* **TASK REQUIREMENTS**
Make an exact copy of the records below. Include every line.

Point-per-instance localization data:
++++++++++++++++++++

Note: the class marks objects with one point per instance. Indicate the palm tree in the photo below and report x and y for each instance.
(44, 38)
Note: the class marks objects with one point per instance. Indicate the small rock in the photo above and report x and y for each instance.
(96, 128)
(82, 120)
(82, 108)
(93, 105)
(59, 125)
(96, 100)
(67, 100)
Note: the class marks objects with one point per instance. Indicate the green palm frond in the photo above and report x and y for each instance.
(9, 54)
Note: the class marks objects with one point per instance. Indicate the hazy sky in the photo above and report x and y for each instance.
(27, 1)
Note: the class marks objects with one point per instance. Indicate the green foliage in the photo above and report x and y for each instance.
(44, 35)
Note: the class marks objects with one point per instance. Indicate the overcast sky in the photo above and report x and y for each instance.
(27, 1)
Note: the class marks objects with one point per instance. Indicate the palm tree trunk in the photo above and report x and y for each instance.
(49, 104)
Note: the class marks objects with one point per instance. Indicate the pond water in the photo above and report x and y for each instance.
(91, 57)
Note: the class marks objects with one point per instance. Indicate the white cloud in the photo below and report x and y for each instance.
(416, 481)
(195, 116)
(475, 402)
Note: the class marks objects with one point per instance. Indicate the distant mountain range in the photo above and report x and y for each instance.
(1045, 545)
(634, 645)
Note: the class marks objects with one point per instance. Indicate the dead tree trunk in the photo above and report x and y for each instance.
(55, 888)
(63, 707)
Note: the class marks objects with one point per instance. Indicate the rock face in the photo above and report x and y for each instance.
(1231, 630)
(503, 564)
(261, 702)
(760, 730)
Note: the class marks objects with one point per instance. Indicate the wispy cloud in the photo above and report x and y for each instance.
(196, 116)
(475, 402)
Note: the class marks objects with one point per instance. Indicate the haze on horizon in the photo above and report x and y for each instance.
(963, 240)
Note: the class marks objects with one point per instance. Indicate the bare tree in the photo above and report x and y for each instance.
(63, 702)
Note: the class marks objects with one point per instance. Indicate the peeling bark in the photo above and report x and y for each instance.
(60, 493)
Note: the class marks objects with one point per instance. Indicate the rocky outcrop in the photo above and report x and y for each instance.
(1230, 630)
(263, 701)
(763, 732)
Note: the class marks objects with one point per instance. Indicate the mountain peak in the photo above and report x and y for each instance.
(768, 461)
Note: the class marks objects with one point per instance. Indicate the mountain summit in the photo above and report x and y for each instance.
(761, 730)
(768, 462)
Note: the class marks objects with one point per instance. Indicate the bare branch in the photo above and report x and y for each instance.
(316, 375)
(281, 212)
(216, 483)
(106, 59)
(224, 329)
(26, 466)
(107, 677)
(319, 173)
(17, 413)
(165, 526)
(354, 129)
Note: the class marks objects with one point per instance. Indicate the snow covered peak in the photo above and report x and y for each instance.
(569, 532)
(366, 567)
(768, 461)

++++++++++++++++++++

* **RESULT OF THE TASK**
Note: the class marks objects with one point per instance. Indicate the palm tree in the photo below and report x and y for each instance.
(44, 38)
Note: the class marks objects with one point per instance. Indicate the small rock in the photo above and report x and y for each instance.
(96, 128)
(82, 120)
(82, 108)
(93, 105)
(59, 125)
(96, 100)
(67, 100)
Note: the class marks objects with one point per instance. Indicate the green palm frond in the photo above and report x and y for each instance.
(9, 54)
Note: the class marks objects with one point per instance. Indicate the hazy sky in the photo above and report x and y for each instance.
(27, 1)
Note: the class marks objects with one point per instance. Indicate the green foliage in the photo above and report x and y for each instance.
(44, 35)
Note: the class marks objects with one point per instance. Indicate the overcast sky in the photo above and report x and y for each instance.
(27, 1)
Note: the class marks objects with one point per instance. Indicate the palm tree trunk in the photo above and report x and y for each instance.
(49, 104)
Note: the class marks objects with one point per instance. Indicate the pond water in the photo above and report x and y for each instance.
(91, 57)
Note: the class marks objects with one point per instance. Indicate the white cloud in the photo below and report x and y for each instance.
(416, 481)
(195, 116)
(475, 402)
Note: the class marks objects with one point per instance. Indicate the distant mountain range in the photo above and report x and y for each instance.
(1045, 545)
(634, 645)
Note: the class marks objects with one point per instance. Indicate the dead tree trunk in the photo above and report x and y for each instance.
(55, 888)
(63, 707)
Note: the class marks objects with one point per instance. Indicate the rock face in the photo above and report x and y for each instance.
(1231, 630)
(503, 564)
(261, 702)
(760, 730)
Note: the class marks objects with one point per instance. Indicate the wispy cloud in the photo above and report x and y for each instance.
(196, 116)
(475, 402)
Note: the class marks objects with one point per instance. Indicate the haze on horizon in the photo above and report x and y for each instance.
(963, 240)
Note: the class marks objects with one point per instance. Indicate the bare tree in the photo above and report x and y for each instance.
(63, 702)
Note: the class marks objects with one point per instance. Indicate the peeling bark in the photo above and report x and y for each instance.
(60, 493)
Note: the class marks objects with one point per instance. Indicate the rocky outcrop in the photo above and report x and y for each instance.
(1230, 630)
(263, 701)
(763, 732)
Note: the class marks objects with one point per instance. Indicate the mountain peak in the photo above and report x and y for each instance.
(768, 461)
Note: the class marks objects with one point per instance. Indicate the mountain summit in the photo above and report x and y for each instance.
(761, 730)
(768, 462)
Note: the class marks objects with one point per instance. Indicate the bare branch in the photo above and report x and y for each instance.
(316, 375)
(281, 212)
(216, 483)
(106, 59)
(224, 329)
(26, 466)
(107, 677)
(319, 173)
(17, 413)
(165, 526)
(354, 129)
Note: the class marks objects with one point per instance. Indicate the snow covered peak in the photo above and report x and y for each instance.
(569, 532)
(366, 567)
(768, 461)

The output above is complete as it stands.